= Task description =
Please copy out every line from the one containing "[locate] the distant" down to the end of the entries, including both ends and leaving each line unchanged.

= Data supplied =
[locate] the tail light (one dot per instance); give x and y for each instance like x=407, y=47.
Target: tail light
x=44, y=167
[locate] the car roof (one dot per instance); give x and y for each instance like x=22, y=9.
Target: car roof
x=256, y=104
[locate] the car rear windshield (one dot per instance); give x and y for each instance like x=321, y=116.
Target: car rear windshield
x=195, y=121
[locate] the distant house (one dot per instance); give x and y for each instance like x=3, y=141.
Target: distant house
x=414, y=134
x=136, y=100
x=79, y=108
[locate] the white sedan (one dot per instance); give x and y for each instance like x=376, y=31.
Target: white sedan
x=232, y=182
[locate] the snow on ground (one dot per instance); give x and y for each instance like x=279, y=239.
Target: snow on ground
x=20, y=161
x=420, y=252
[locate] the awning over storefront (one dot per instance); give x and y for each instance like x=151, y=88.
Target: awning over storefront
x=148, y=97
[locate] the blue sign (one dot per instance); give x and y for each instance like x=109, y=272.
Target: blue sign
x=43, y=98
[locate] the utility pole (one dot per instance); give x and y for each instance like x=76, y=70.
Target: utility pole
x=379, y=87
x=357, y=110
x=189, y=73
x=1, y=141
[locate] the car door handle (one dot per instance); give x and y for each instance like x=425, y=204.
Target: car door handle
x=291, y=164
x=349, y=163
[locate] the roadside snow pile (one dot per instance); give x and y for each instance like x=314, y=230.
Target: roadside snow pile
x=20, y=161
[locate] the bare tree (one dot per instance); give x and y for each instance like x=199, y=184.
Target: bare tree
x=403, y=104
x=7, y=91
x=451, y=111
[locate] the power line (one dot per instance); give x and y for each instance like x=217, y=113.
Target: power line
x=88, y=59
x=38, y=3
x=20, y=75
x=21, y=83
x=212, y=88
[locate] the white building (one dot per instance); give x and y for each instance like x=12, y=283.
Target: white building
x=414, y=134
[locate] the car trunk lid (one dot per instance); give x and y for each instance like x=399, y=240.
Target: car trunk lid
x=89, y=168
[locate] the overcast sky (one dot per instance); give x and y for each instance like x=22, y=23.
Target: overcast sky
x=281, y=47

= Output for this exercise =
[locate] the distant house (one dot per instance); give x and y for each instance like x=3, y=141.
Target: distant house
x=414, y=134
x=136, y=100
x=79, y=108
[locate] the white sedan (one dot per instance); give x and y for each instance like x=376, y=31.
Target: white sedan
x=232, y=182
[locate] the snow on ground (one dot per instance); give x and y for each instance like x=279, y=239.
Target: snow on ground
x=20, y=161
x=420, y=252
[locate] the awning over storefront (one dot per instance); give x and y for each instance like x=151, y=88.
Target: awning over storefront
x=148, y=97
[locate] the blue sign (one dot per instance); give x and y for each instance like x=109, y=272.
Target: blue sign
x=43, y=98
[locate] the utility pole (one dot per instance); give x and y for each instance like x=76, y=70.
Target: utility pole
x=379, y=87
x=357, y=110
x=189, y=73
x=1, y=141
[locate] the car door handle (one dot per instance); give x and y for each instance like x=425, y=204.
Target: car door handle
x=291, y=164
x=349, y=163
[locate] the roadside snow pile (one dot per instance); give x and y for each instance like x=314, y=230.
Target: roadside snow pile
x=20, y=161
[locate] the bare tree (one dot per instance); give x and y for each instance like x=199, y=184.
Target: bare tree
x=403, y=104
x=7, y=91
x=451, y=111
[locate] the power line (one dot per instance); give x and y for each instance like x=217, y=113.
Target: power line
x=88, y=59
x=38, y=3
x=20, y=75
x=21, y=83
x=212, y=88
[locate] the white building (one dot per instance); give x and y for each instance like x=12, y=283.
Target: white building
x=414, y=134
[locate] the car trunk lid (one dot per instance); give x and y for each instance like x=399, y=240.
Target: car trunk lid
x=89, y=168
[locate] the overcast sky (one dot per instance); give x and y for each instance like x=22, y=23.
Target: overcast sky
x=281, y=47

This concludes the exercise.